# Start of Given information
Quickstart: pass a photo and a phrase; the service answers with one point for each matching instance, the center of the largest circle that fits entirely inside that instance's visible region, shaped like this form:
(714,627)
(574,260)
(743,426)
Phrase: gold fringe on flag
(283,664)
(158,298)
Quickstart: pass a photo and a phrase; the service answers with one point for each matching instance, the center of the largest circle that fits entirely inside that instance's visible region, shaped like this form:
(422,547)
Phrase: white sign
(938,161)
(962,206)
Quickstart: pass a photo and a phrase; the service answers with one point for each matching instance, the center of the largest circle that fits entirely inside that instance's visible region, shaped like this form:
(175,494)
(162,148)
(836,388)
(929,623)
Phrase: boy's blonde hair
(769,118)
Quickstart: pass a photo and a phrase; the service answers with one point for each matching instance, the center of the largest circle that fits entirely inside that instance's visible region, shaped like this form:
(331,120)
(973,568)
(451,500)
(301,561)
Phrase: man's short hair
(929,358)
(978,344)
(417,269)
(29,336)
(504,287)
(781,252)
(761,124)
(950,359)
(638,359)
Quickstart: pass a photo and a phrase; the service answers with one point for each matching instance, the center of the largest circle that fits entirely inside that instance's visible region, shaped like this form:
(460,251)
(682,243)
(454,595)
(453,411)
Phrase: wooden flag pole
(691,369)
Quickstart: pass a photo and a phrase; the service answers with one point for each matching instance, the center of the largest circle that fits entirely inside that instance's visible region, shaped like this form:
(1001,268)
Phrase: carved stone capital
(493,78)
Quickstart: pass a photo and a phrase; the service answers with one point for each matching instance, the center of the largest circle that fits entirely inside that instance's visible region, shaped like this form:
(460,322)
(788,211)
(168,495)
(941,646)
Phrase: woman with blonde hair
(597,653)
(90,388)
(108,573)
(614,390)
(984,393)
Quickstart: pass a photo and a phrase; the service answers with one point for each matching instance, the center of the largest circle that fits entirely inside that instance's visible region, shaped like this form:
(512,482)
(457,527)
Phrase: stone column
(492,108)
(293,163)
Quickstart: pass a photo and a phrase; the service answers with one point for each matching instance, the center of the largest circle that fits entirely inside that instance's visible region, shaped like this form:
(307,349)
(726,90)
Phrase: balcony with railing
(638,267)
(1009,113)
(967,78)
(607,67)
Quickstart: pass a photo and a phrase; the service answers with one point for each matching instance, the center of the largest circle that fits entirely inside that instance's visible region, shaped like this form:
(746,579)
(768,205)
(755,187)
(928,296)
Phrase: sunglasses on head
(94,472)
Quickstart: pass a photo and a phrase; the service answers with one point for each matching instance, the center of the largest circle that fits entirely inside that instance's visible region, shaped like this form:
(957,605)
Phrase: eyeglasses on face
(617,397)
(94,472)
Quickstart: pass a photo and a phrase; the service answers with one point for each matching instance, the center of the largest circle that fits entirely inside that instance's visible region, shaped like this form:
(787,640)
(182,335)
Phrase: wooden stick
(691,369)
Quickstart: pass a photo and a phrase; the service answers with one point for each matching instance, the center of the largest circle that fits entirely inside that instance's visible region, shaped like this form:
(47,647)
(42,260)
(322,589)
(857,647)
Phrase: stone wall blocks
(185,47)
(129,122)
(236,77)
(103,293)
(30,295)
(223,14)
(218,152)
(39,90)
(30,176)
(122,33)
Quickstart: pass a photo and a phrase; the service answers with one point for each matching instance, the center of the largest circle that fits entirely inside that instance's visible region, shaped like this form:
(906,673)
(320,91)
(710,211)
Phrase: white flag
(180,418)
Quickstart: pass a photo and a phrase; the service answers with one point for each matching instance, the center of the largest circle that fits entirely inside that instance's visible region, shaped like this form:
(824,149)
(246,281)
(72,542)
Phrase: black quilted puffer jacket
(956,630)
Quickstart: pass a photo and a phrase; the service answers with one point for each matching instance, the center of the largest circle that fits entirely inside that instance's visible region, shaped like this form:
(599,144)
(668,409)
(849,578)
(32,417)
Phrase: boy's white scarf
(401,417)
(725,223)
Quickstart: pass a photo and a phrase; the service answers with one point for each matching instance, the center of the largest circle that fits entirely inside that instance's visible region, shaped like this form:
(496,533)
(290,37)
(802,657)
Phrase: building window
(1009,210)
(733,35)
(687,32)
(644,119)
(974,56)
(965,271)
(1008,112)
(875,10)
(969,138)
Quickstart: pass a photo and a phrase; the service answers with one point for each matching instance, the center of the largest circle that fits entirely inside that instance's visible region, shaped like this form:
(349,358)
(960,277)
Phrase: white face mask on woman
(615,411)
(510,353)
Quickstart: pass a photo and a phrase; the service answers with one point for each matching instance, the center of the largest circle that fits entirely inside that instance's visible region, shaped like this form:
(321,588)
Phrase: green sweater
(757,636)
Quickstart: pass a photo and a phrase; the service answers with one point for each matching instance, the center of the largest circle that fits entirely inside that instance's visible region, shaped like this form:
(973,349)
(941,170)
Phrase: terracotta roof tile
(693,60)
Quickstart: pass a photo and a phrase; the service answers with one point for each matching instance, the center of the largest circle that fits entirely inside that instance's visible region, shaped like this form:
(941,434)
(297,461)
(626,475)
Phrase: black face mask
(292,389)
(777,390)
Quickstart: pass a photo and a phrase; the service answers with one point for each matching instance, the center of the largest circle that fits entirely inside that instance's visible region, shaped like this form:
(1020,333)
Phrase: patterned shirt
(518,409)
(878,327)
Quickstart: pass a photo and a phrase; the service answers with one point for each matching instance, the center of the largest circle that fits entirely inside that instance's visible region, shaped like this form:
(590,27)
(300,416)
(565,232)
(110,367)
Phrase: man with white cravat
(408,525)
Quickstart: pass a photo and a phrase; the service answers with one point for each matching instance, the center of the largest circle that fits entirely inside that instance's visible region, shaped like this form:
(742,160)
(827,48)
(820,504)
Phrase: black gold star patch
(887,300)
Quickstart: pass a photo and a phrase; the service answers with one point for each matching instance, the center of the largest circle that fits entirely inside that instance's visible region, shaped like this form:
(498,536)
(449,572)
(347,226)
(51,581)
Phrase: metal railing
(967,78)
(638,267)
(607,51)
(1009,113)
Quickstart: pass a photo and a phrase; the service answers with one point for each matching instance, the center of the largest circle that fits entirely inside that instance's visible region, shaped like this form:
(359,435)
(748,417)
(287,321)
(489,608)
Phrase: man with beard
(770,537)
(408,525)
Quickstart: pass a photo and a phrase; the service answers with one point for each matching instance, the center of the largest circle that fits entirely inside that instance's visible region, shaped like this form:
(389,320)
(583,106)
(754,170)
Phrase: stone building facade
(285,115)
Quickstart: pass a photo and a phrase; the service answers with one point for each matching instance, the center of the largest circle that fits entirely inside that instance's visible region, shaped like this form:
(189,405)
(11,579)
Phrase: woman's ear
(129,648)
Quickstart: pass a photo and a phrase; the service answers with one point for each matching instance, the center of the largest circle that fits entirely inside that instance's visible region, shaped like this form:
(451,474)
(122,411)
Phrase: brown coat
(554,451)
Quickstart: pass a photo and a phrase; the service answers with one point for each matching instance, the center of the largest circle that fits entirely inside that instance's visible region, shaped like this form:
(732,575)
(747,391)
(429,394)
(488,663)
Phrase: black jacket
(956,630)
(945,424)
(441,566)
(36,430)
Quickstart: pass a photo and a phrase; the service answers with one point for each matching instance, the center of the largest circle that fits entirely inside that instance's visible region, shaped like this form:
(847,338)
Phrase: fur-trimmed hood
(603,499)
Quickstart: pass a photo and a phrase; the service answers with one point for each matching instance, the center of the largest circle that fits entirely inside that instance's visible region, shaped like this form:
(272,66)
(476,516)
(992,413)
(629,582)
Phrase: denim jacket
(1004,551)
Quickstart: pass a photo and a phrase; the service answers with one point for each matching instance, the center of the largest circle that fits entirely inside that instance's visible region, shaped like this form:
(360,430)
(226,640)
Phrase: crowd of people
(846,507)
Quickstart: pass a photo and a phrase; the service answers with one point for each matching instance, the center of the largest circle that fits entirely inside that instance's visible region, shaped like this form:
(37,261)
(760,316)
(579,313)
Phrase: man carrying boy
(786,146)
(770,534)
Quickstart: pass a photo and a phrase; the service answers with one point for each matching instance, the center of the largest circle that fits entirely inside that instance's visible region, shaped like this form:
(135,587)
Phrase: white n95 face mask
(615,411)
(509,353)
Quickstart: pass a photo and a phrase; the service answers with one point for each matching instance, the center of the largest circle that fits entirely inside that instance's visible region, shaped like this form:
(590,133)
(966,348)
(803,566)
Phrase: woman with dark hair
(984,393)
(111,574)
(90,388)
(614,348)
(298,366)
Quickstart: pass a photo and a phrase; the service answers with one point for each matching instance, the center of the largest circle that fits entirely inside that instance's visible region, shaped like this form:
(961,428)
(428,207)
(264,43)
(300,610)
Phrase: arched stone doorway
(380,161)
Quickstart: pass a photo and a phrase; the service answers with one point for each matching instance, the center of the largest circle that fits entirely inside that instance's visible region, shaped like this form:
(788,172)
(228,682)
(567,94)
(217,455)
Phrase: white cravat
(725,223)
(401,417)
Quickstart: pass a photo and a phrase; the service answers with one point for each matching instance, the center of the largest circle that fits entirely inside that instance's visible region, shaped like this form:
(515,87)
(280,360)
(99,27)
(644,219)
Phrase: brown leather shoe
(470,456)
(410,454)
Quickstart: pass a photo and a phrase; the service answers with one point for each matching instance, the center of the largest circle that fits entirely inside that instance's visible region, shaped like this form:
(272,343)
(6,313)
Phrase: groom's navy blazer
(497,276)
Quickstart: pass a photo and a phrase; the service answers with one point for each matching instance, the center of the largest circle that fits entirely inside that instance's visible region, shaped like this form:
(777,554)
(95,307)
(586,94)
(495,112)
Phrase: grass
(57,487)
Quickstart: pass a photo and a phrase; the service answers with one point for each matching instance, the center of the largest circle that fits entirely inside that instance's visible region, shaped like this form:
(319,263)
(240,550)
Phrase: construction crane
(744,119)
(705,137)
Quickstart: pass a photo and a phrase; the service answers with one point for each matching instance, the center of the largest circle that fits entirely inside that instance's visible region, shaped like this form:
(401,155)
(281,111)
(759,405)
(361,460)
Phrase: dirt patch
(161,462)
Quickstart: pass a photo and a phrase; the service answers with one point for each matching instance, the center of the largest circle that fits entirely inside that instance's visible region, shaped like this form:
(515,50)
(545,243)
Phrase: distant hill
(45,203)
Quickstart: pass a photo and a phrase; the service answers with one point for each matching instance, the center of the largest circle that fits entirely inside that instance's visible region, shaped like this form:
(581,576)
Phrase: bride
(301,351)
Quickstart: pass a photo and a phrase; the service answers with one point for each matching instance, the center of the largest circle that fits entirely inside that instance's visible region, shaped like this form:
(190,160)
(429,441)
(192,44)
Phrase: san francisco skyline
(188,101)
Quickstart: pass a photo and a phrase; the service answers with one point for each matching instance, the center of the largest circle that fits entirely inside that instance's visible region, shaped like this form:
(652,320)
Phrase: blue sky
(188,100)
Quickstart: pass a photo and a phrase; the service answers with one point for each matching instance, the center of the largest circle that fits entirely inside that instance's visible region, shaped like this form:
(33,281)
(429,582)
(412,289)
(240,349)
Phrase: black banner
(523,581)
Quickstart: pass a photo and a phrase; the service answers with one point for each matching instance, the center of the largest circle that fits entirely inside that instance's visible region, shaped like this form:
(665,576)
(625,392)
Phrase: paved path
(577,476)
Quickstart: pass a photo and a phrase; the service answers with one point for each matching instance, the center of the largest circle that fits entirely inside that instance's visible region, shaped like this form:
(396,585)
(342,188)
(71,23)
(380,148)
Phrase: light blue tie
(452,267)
# End of Given information
- **Description of the task**:
Locate each line in the listing above that contains the word "blue" and copy those lines. Case matters.

- **Correct response**:
Phrase: blue sky
Phrase: light blue tie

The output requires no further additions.